**Given passage**
====

I got an interesting Formspring question the other day, and I thought it was worth reposting and expanding on here.
What are your opinions about sexual deviance in the context of therapy? You personally seem to embrace so-called slut identity and repost from self-identified nymphomaniacs, so what does that mean to you therapeutically (in practice) and where’s the line?
I’m not sure I fully understand the question, so I’ll answer it how I see it. I embrace sexuality in a positive context. If someone is a “slut” or into kinky things, and they feel good about those things and they’re positive identities and influences for them, I would never question them.
As a therapist, I don’t judge my clients. Ever. Where I have them question or examine their choices, however, is when it seems that they’re destructive to them. Are they sleeping around for validation? Let’s examine that, because that’s different than someone who is sexually liberated and free because they enjoy sex and feel good about what they’re doing.
As for kink, obviously, my clients don’t know where I stand on that (nor do they know where I stand when it comes to any kind of sex; I do not disclose my personal morals or beliefs to them). But again, I would use the same criteria: is this empowering for them? Is it being done in a healthy way? A safe way? Do they feel good about it?
If answers to those questions are no, I never judge or disapprove or make them feel bad about their decisions, but I would find a way to help them examine those decisions and the motivations behind them.
How does that sound to you guys? What are you experiences with therapists and sexuality?
3 Comments
My mom forced me to see a therapist after she found out I was kinky. She was determined that something was wrong with me and I needed to be ‘fixed’.
I went to one appointment, and my mom freaked out because she said I was approaching my sexuality in a healthy way. So my mom found a therapist who was a specialist in sex and sexual deviance. After seeing her for months my mom deemed her ‘ridiculous’ because she said I was doing this in a safe manner that was healthy.
So my experiences have always been healthy. My mom just gets pissed when she hears I’m sane.
When I’ve worked with clients it has always come around to: is this getting in the way of your daily life? Is it inhibiting your functioning at school? Work? Is it inhibiting your social life? The relationships you feel are important to you? I dislike the blatant application of mental health diagnoses without the thorough understanding that everyone meets a few criteria for several diagnoses. Every diagnosis exists along a spectrum… It’s not a cut and dry kind of thing. And, quite frankly, I’ve never had a client mention sex as a topic of conversation unless it was an issue. That hour can go by pretty damn fast… Clients generally grasp the need to get to the point they want to handle pretty quickly. (Especially in managed care settings.) Just my two cents.
when I talk to my therapist about sex it ususally talk about communication of what i want and need. When I first started to see my therapist we talked about my sexual likes and dislikes and how they dovetailed into my life and relationships. My therapist never forces her opinions upon me instead she asks me to think about things from the point of view of my partner.

====

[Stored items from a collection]

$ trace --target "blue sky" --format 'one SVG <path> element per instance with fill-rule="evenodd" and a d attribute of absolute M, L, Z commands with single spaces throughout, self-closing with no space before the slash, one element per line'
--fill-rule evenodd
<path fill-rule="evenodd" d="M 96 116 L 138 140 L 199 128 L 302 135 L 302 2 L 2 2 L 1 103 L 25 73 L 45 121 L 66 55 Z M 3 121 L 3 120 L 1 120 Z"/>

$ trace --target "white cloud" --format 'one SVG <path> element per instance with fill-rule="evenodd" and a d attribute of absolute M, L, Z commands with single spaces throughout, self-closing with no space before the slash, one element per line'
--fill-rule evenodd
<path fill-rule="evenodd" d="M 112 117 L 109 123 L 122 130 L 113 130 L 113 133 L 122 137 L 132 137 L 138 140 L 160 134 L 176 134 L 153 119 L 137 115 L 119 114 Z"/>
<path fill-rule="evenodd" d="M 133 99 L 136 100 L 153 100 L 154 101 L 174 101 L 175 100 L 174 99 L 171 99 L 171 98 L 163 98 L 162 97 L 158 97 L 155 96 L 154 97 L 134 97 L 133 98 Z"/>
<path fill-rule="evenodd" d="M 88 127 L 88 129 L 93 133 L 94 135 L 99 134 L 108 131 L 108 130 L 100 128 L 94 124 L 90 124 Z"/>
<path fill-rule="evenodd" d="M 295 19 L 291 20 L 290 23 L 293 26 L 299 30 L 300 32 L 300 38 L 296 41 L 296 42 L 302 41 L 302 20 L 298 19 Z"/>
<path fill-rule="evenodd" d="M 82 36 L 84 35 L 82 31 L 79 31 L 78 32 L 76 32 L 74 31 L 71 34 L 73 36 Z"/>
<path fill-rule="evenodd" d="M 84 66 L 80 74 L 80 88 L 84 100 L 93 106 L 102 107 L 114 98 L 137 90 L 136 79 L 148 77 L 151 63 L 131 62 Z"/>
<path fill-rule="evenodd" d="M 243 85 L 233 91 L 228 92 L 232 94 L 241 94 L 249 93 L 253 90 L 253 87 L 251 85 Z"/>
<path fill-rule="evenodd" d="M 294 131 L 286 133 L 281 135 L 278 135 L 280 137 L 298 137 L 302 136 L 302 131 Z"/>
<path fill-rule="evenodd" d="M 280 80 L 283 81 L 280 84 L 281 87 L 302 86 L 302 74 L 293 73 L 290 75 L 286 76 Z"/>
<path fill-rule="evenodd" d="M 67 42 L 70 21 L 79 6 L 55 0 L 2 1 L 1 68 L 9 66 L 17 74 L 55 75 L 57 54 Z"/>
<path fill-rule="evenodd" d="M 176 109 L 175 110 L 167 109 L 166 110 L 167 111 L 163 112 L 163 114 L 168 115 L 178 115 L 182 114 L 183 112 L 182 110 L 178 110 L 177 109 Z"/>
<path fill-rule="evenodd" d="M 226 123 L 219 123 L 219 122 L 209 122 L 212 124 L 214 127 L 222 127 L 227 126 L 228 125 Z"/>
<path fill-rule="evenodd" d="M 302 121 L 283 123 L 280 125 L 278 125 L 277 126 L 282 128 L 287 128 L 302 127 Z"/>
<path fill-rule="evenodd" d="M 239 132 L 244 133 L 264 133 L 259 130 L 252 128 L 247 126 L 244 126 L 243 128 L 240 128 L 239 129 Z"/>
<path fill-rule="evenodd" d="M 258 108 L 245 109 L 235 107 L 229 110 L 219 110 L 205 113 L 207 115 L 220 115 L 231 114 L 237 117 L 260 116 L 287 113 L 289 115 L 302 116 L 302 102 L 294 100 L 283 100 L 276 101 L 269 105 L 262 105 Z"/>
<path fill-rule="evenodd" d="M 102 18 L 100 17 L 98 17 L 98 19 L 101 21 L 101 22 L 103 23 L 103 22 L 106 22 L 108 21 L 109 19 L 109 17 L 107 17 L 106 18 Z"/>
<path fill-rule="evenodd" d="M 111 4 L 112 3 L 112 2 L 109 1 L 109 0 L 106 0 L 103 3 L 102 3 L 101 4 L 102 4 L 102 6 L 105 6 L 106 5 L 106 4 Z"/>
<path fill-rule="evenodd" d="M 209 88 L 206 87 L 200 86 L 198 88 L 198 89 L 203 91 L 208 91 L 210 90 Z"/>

====

**Work request**
In the post on therapy and sexuality, when does the therapist ask clients to question or examine their choices? This data has nothing to do with the post on therapy and sexuality.

**Expected answer**
When the choices seem to be destructive to them.